### TAREFA
Reproduza todos os dados abaixo, linha por linha e sem qualquer alteração.

((

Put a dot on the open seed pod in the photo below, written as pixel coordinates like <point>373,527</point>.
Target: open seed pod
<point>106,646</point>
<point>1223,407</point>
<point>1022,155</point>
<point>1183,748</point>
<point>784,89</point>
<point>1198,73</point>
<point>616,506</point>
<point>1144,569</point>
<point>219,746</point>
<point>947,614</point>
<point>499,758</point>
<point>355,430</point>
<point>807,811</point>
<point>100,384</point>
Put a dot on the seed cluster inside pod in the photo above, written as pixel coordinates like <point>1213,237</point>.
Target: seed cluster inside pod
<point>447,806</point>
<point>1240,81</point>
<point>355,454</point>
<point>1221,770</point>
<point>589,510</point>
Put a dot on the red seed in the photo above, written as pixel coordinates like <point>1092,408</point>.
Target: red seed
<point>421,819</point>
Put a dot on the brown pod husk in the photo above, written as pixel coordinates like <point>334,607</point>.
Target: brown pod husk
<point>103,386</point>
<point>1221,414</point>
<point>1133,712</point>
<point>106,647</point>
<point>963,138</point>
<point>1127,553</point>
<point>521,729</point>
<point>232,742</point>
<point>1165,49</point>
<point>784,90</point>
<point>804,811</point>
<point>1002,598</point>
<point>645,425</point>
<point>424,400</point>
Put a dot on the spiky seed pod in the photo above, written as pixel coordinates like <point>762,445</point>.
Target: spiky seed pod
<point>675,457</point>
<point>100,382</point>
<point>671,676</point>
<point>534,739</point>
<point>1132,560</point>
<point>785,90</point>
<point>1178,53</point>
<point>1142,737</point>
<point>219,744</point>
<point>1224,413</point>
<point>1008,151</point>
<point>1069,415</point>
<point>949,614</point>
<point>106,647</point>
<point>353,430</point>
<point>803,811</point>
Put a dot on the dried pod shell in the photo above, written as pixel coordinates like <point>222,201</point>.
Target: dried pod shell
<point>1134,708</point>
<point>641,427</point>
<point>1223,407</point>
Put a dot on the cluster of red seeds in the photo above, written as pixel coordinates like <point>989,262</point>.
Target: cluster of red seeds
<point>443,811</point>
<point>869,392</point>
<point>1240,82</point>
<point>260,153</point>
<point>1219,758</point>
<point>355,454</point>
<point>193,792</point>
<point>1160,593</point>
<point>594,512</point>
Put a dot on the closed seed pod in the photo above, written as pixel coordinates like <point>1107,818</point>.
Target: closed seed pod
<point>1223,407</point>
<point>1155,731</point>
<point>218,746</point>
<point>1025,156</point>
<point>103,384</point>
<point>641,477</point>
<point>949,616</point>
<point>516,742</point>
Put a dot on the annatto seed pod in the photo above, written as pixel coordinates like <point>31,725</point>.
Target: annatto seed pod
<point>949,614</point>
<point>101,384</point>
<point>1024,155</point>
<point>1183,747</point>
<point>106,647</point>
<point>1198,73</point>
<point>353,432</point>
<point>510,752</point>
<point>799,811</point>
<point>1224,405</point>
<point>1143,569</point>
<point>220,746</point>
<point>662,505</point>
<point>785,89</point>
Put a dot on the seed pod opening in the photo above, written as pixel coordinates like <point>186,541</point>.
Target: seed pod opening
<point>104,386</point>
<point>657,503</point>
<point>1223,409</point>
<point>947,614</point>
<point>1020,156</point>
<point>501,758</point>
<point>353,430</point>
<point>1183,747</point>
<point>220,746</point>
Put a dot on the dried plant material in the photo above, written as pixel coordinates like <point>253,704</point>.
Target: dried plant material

))

### RESPOSTA ABAIXO
Put a dot on the open seed pod in the photo below, written as pixel coordinates like <point>373,527</point>.
Target: open seed pod
<point>106,646</point>
<point>1223,407</point>
<point>1022,155</point>
<point>1183,748</point>
<point>784,89</point>
<point>1198,73</point>
<point>616,506</point>
<point>1144,569</point>
<point>219,746</point>
<point>947,614</point>
<point>499,758</point>
<point>355,430</point>
<point>807,811</point>
<point>100,384</point>
Put a dot on the seed cluster inside pod in the photo above, written as pixel coordinates like <point>1213,237</point>.
Target: seed cluster inside pod
<point>447,806</point>
<point>1240,81</point>
<point>355,454</point>
<point>1221,770</point>
<point>589,510</point>
Put a dot on the red seed in the photo above, written as pixel coordinates like <point>1092,408</point>.
Target: red seed
<point>421,819</point>
Put a dot on the brown pod husk in the photo above, written as pixel coordinates like <point>334,607</point>.
Target: brown pod husk
<point>103,386</point>
<point>1221,414</point>
<point>1133,712</point>
<point>106,647</point>
<point>963,138</point>
<point>1127,553</point>
<point>521,729</point>
<point>232,742</point>
<point>1165,49</point>
<point>784,90</point>
<point>804,811</point>
<point>1002,598</point>
<point>645,425</point>
<point>424,400</point>
Put a dot on the spiky seed pod in the photo above, written as pixel coordinates like <point>762,445</point>.
Target: spiky seed pod
<point>675,457</point>
<point>100,382</point>
<point>671,676</point>
<point>534,739</point>
<point>1132,560</point>
<point>785,90</point>
<point>1178,53</point>
<point>1142,737</point>
<point>219,744</point>
<point>1224,413</point>
<point>1008,151</point>
<point>1069,415</point>
<point>949,614</point>
<point>106,647</point>
<point>353,430</point>
<point>803,811</point>
Put a dot on the dried pod shell in the photo above, written as pixel coordinates like <point>222,201</point>.
Target: dried pod shell
<point>1134,708</point>
<point>641,427</point>
<point>1223,407</point>
Put a dot on the cluster of red seeds in the photo above, written as pixel coordinates like <point>989,262</point>.
Target: cluster of red seeds
<point>443,811</point>
<point>869,392</point>
<point>1240,82</point>
<point>260,153</point>
<point>1219,758</point>
<point>355,454</point>
<point>193,792</point>
<point>1160,593</point>
<point>594,512</point>
Put a dot on the closed seed pod in the photo above, written as pixel coordinates like <point>1107,818</point>.
Target: closed seed pod
<point>1223,407</point>
<point>1155,731</point>
<point>218,746</point>
<point>1025,156</point>
<point>103,384</point>
<point>641,477</point>
<point>949,616</point>
<point>516,742</point>
Put a dot on the annatto seed pod in the photo above, written as pixel coordinates like <point>31,725</point>.
Target: annatto seed pod
<point>949,614</point>
<point>101,384</point>
<point>1024,155</point>
<point>1183,747</point>
<point>106,647</point>
<point>1198,73</point>
<point>353,432</point>
<point>510,752</point>
<point>799,811</point>
<point>1224,405</point>
<point>1143,569</point>
<point>220,746</point>
<point>662,505</point>
<point>785,89</point>
Put a dot on the seed pod opening in the photo above, written as pixel coordinates like <point>186,541</point>.
Target: seed pod opening
<point>104,386</point>
<point>657,503</point>
<point>1223,409</point>
<point>947,614</point>
<point>1020,156</point>
<point>501,758</point>
<point>353,430</point>
<point>1183,747</point>
<point>220,746</point>
Put a dot on the dried plant material in the photo above, written as pixel coordinates like <point>253,704</point>.
Target: dried plant material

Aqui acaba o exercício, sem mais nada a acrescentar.